Skip to content

Requirements & Priorities

This is Ariadne's prioritization made explicit: every requirement traced to a stakeholder need (a brief success criterion or design constraint), the metric that proves it, its priority tier with rationale, and its feasibility/status. It answers the Sense & Orient worksheet's step 7 ("Prioritization of Requirements") and feeds steps 2/6 (metric framing and goal→metric mapping) and step 8 (sensing back-brief).

The stakeholder needs are the brief's own, recorded in the charter:

  • SC1: Traverse organizational relationships.
  • SC2: Reconcile information across modalities.
  • SC3: Reduce the analyst's manual pivot burden.
  • SC4: Surface non-obvious connections impractical to find by hand.
  • C-spec: Specification & validation ("how do you know what works?"), the brief's stated core challenge.
  • C-gov: Governance uniform across quality, security, and data integrity.

How we prioritize (the rule)

  1. P0: Demonstrable value. The four success criteria define what "works" means. Each must be provable by a metric on a planted-needle fixture. Nothing ranks above proving SC1-SC4.
  2. P1: The validation spine. The brief's core challenge is C-spec, not the features themselves: an unvalidated P0 is worthless because no one can trust it. So the gates and eval harness that certify P0, and the governance that makes them safe (C-gov), sit immediately below P0, above any expansion.
  3. P2: Generalization & deployment. Proving the harness transfers beyond one synthetic graph (the secondary deliverable) and runs in the brief's required deployments. Valuable, but only once P0/P1 hold.
  4. P3: Stretch / deferred. Real but YAGNI-gated until a use case demands them.

Feasibility is rated against the current toolset; most P0/P1 are already shipped, which is why they are P0/P1 and not aspirations.

P0: Demonstrable value (the four success criteria)

Requirement Serves Metric (proof) Feasibility Status
Multi-hop graph traversal across the org hierarchy SC1 trajectory + grounded (ledger shows the path was walked, not guessed) Shipped (Neo4j connector)
Cross-modality reconciliation (corroborate / flag conflict) SC2 reconciliation (corroboration + conflict cues, both stores queried), sf_f1 Shipped (graph+relational+text)
Lower manual pivot burden via one analytic interface SC3 pivot_burden (queries/hops in a single agent loop) Shipped
Surface planted non-obvious links SC4 needle recall + grounded on Halberd↔Wren and kaminski-aol fixtures Shipped

P1: The validation spine (C-spec + C-gov)

Requirement Serves Metric (proof) Feasibility Status
No-fabrication + no-uncited-claim citation gate C-spec citation report dangling/uncited/unsupported = 0 Shipped
Factual-precision check (entailment) C-spec HHEM unsupported on non-estimative claims Shipped (eval extra)

• _Data for processing_

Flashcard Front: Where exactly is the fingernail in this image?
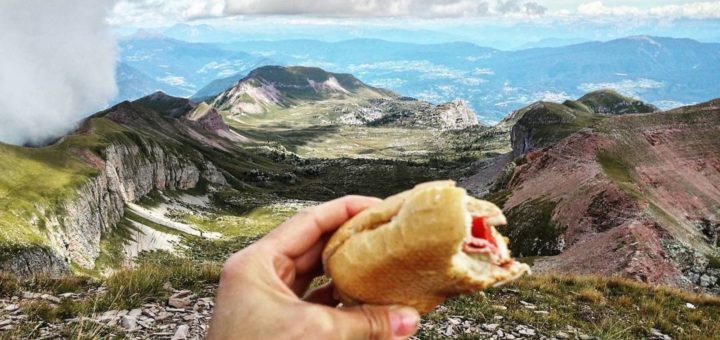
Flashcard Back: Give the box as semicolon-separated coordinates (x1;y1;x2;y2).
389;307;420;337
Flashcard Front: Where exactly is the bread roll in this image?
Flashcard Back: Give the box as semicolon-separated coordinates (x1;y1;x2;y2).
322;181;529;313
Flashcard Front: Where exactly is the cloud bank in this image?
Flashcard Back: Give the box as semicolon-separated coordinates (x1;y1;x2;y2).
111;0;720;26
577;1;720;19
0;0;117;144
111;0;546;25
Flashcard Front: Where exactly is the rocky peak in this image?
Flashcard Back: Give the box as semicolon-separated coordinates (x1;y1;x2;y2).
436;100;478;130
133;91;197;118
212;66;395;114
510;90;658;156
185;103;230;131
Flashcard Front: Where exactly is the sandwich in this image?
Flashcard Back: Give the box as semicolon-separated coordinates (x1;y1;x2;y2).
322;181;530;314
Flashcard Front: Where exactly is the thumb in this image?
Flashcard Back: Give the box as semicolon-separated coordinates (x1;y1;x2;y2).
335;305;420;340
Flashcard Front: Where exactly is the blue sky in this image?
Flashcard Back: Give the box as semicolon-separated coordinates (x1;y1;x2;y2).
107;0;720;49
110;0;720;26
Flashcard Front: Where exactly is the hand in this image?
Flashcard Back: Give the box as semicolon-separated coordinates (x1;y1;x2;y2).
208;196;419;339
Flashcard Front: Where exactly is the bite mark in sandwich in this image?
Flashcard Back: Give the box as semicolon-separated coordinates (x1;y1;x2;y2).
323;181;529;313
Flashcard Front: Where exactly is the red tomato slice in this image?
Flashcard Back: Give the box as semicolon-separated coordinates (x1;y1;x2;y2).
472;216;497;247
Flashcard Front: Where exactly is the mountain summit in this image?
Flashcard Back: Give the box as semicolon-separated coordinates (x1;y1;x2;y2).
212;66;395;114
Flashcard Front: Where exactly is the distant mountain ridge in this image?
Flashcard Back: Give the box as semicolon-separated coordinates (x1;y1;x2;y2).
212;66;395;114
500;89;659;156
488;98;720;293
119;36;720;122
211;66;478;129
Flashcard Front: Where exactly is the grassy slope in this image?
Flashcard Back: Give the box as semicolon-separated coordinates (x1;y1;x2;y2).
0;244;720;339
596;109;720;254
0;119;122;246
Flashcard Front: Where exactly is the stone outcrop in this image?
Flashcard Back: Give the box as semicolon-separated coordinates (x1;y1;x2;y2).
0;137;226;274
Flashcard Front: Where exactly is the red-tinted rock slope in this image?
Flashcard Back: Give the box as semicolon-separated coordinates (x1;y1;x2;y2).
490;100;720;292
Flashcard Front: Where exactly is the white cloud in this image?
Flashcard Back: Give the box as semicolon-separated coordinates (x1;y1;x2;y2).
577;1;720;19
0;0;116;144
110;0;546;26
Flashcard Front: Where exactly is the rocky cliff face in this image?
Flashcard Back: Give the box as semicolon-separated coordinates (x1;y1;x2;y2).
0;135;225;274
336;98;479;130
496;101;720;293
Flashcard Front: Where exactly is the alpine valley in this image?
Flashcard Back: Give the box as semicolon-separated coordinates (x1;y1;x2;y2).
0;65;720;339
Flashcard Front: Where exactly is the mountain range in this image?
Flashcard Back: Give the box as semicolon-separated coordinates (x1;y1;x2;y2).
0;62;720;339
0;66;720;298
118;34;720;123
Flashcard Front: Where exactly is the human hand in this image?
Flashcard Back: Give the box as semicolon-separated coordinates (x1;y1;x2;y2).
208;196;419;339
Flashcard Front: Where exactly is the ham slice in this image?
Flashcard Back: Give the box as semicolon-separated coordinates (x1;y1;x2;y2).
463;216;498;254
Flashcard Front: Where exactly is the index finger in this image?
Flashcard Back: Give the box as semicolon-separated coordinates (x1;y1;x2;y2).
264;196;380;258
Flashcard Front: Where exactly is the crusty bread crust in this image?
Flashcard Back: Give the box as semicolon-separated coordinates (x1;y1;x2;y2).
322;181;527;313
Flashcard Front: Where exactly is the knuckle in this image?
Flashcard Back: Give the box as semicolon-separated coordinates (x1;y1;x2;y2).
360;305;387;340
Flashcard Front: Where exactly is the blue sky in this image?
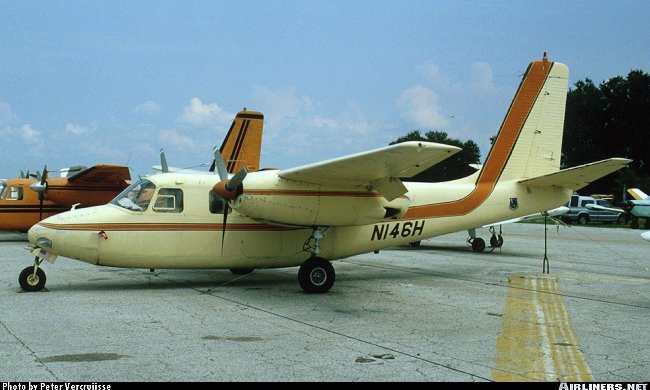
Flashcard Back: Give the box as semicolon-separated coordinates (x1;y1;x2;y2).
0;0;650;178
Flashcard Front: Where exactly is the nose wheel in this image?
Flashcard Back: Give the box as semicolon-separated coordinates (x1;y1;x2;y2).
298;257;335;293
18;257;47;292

• _Objectives_
A. From the records, copy out the stretch from the line containing "Flashcard Front: Where exactly is the distant" through the line containing "211;66;478;129".
B. Continue the requirements and priorities page, starting right after its last line.
The text on requirements and priorities and the records are unrelated material.

• _Expected responses_
A.
Flashcard Front: Where exactly is the distant mountain ridge in this image?
Flashcard Back: Give the box as semicolon-separated coordinates (x1;y1;x2;y2).
212;66;395;114
500;89;659;156
488;98;720;293
119;36;720;122
211;66;478;129

B.
Analytic calibration (ICD-203/206 tradecraft) C-spec, C-gov (quality) tradecraft lint: estimative-band + confidence presence Shipped
Analytic-standards rubric (the axes gates can't see) C-spec ICD-203 rubric overall + per-criterion (judged independently) Shipped (rubric extra)
Planted-needle eval harness with discriminating power C-spec grounded/recall/trajectory; proven to fail a weak model cleanly Shipped
Read-only governance audit over the ledger C-gov (security/integrity) governance.json write-verb violations = 0 Shipped
Per-product model + egress audit C-gov (security) profile name + egress class in governance.json + OTel Shipped (ADR-0013)
Uniform observability (GenAI OTel) C-spec, C-gov spans/metrics on every workup Shipped (otel extra)

P2: Generalization & deployment (secondary deliverable + deployment constraint)

Requirement Serves Metric / proof Feasibility Status
Dataset-agnostic pipeline (write one adapter) Secondary Enron adapter runs the same workup+eval unchanged Shipped (ADR-0006)
Hybrid retrieval (full-text + vector, RRF) SC4, secondary semantic leg surfaces text-only needles Shipped (ADR-0007)
Cloud ↔ air-gapped on one codebase Deployment constraint open-weight model clears the eval bar via the single seam Validating (ADR-0012) 🟡
User-selectable model profiles (governed) Usability + C-gov unknown profile rejected; air-gap omits cloud profiles Shipped (ADR-0013)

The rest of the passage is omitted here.